+++ EXTRACTED ENTRIES

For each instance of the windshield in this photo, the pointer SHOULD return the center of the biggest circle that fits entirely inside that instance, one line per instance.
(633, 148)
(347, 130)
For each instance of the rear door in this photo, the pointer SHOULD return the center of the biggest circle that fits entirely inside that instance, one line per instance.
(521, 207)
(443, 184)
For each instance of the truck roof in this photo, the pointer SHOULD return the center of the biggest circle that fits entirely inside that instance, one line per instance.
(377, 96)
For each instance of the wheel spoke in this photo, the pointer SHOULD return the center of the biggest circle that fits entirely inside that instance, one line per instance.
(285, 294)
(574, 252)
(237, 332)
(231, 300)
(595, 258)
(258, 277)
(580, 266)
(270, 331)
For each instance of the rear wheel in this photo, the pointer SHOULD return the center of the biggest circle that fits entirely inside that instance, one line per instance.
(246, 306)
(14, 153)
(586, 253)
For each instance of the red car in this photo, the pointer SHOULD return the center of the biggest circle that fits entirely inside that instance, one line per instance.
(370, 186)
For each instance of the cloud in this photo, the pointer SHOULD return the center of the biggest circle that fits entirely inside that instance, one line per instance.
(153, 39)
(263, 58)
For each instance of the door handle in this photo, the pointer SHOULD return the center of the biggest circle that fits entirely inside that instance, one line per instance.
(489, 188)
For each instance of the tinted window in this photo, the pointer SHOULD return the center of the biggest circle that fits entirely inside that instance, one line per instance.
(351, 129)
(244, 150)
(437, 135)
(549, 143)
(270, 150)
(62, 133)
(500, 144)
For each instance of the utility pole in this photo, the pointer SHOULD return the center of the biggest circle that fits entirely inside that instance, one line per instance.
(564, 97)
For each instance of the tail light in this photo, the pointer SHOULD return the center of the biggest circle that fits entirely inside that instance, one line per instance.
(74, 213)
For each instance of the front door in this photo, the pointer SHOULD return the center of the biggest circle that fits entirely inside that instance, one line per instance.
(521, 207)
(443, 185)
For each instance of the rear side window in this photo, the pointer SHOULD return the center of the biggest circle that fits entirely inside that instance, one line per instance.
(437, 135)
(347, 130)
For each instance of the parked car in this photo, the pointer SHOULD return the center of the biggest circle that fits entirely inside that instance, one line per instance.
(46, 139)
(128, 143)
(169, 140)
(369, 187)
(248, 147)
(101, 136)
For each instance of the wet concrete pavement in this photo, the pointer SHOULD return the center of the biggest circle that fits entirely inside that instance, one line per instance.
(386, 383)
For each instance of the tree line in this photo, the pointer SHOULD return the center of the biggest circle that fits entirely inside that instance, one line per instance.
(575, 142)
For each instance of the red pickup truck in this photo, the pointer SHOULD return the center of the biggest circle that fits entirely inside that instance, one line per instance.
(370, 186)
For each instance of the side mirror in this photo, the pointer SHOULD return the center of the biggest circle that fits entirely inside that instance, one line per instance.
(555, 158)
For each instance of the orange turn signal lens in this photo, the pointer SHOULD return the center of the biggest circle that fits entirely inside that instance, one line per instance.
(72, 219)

++++++

The answer is the line holding "For each instance of the wet" and all the lines after it through the end of the records, repeated exactly.

EXERCISE OUTPUT —
For each instance of the wet concrete pavement in this photo, the pointer SHOULD return the center of the biggest circle that fits entirely inside that instance, one line per instance.
(386, 383)
For each instance of the tree line in this photo, the pointer SHOULD return the center of the biggest circle that fits entirely inside that instance, one line per instance.
(575, 142)
For each instance of the red pickup truck in this photo, the pointer SHOULD return the center of the biggest circle that fits entirely inside that instance, one line per instance.
(370, 186)
For each instance of the side mirror in this photo, the pointer SHOULD return the center of the biggest circle that fits entirely inside that instance, one line per instance.
(555, 158)
For each instance of the orange turn signal lens in this photo, the pointer SHOULD return the center of the biggest circle that fits entirely inside that instance, one line per instance.
(72, 219)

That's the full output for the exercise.